**Extract to read**
Civil, Civic and Equality Movements

Civil, Civic and Equality Movements

Despite ongoing restrictions due to the COVID-19 pandemic, social protests continued to spill into the streets in 2021. We expect these protests to endure as the economic effects and rising inequalities intensified by the pandemic contribute to the drivers for social unrest. But increasingly, we will also see boardrooms, office suites and project sites become the setting for real change and collaboration in response to civil, civic and equality movements.

While organizations have increased diversity, equity and inclusion (DE&I) efforts, it's been a challenge to make them effective because of the all-encompassing changes required. The appointment of chief diversity officers (CDOs) — which has risen over the past five years and saw a massive spike in 2020 — will certainly help achieve this. The need to blunt the effects of labor shortages will be a strong motivator for companies to build more inclusive cultures. At the same time, the impacts of the pandemic have fallen more heavily on communities of color and globally have hit the hardest in emerging markets and developing economies.

Although numerous recent studies have shown how important DE&I is for business success, women and ethnic minorities continue to remain underpaid and underrepresented at corporate levels. A recent McKinsey study demonstrates the business case for diversity in executive teams, with companies in the top quartile for gender diversity 25% more likely to have above-average profitability than companies in the fourth quartile. The likelihood of outperformance is even higher for ethnic diversity.

**Source material**
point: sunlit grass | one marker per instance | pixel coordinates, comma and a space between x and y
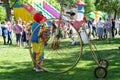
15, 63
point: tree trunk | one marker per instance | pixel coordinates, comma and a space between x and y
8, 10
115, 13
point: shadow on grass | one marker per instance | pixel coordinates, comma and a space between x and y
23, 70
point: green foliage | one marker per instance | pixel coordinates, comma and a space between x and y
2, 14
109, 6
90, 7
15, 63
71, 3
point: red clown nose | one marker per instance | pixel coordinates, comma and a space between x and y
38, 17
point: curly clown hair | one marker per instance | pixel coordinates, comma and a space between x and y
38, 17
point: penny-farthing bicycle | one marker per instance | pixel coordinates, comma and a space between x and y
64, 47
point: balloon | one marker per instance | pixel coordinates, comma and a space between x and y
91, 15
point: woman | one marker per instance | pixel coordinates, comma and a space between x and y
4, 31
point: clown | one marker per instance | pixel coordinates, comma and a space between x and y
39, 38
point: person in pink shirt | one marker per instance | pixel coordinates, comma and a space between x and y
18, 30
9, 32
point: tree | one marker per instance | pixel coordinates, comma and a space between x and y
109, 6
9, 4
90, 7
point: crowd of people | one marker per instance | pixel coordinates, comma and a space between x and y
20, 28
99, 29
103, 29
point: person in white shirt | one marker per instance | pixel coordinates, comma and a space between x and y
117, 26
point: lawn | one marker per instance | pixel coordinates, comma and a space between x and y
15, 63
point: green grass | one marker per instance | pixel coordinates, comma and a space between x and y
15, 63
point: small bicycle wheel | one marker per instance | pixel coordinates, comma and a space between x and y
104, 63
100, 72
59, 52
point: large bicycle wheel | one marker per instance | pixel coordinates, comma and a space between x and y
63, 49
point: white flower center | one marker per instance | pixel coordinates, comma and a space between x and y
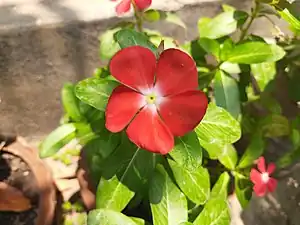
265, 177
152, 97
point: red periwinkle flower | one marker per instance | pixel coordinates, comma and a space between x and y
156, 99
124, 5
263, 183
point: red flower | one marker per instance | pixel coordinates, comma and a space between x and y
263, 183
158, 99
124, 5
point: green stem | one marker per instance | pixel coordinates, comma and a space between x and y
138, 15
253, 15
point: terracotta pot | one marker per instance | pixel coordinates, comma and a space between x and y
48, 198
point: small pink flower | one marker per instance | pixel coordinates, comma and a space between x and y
==
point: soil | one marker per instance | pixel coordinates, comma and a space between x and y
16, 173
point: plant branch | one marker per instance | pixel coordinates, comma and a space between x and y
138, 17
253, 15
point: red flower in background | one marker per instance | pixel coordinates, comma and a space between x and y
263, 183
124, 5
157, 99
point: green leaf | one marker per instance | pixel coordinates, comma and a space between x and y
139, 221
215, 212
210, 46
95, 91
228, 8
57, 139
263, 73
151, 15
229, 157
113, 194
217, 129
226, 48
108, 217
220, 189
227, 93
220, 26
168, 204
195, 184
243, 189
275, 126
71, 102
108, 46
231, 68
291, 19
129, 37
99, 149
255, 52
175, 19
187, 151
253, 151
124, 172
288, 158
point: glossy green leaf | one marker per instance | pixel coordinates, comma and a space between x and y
...
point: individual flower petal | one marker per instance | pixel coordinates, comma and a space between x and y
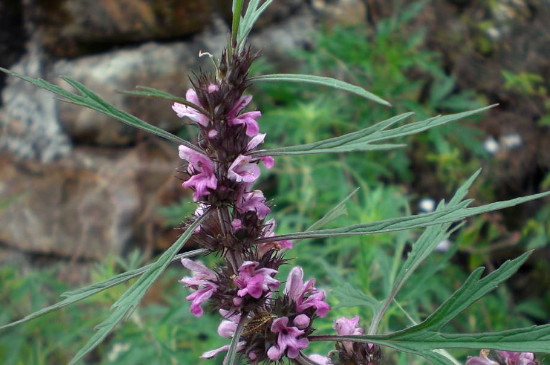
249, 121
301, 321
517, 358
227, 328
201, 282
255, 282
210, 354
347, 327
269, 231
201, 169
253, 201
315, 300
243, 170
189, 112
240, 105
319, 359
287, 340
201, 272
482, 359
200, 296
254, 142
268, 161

**Problem**
Reproduce word for word the portion of the passage on civil, civic and equality movements between "Although numerous recent" and "for ethnic diversity.", inclusive.

**Solution for this task**
Although numerous recent studies have shown how important DE&I is for business success, women and ethnic minorities continue to remain underpaid and underrepresented at corporate levels. A recent McKinsey study demonstrates the business case for diversity in executive teams, with companies in the top quartile for gender diversity 25% more likely to have above-average profitability than companies in the fourth quartile. The likelihood of outperformance is even higher for ethnic diversity.